Recently, James Hansen the former director of NASA GISS published new study findings about future sea level rise, ice melt, and temperature changes, as well as the possible implications for future climate. Above video highlights a part of a talk Hansen held on December 1, 2015 at the Paris climate change conference (COP21). The take away here is that freshwater cooling of the upper ocean layer increases the temperature differences – the temperature gradient, to Earth middle latitudes (tropics), this increase is a known driver of increased wind speeds. Hence, with increased melt, increased freshwater runoff, we are in the process to create a situation which creates more powerful storms.
Watch the entire talk by James Hansen
Excerpt from the study paper Ice Melt, Sea Level Rise and Superstorms: Evidence from Paleoclimate Data, Climate Modeling, and Modern Observations that 2°C Global Warming is Highly Dangerous
Our results at least imply that strong cooling in the North Atlantic from AMOC shutdown does create higher wind speed. The increment in seasonal mean wind speed of the northeasterlies relative to preindustrial conditions is as much as 10-20%. Such a percentage increase of wind speed in a storm translates into an increase of storm power dissipation by a factor ~1.4-2, because wind power dissipation is proportional to the cube of wind speed (Emanuel, 1987, 2005).

Supplied material -

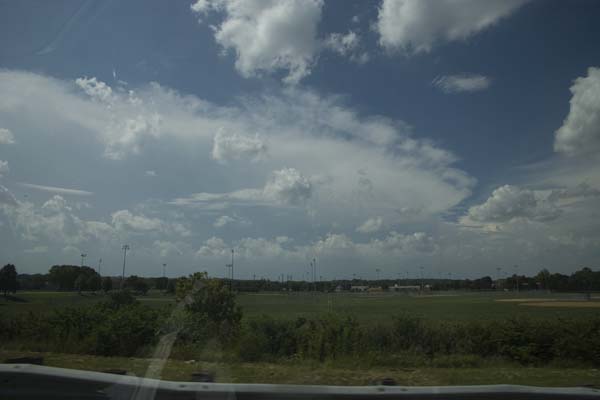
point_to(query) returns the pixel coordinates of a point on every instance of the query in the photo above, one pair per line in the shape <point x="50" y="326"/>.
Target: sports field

==

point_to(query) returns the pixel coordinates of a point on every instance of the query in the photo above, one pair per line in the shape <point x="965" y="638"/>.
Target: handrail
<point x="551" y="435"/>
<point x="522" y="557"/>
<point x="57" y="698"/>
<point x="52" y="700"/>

--

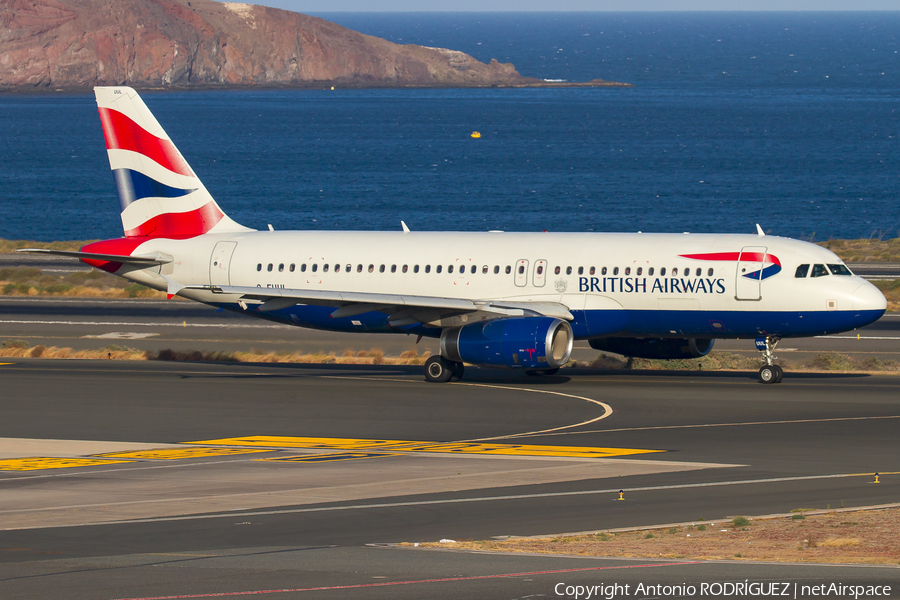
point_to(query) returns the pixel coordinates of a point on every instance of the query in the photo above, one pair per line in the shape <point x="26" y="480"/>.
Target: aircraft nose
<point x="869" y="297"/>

Stated task - In the passage on Hansen's ice melt and superstorm study, by what factor does a 10-20% increase in a storm's wind speed raise its power dissipation?

Expected answer - By a factor of about 1.4 to 2.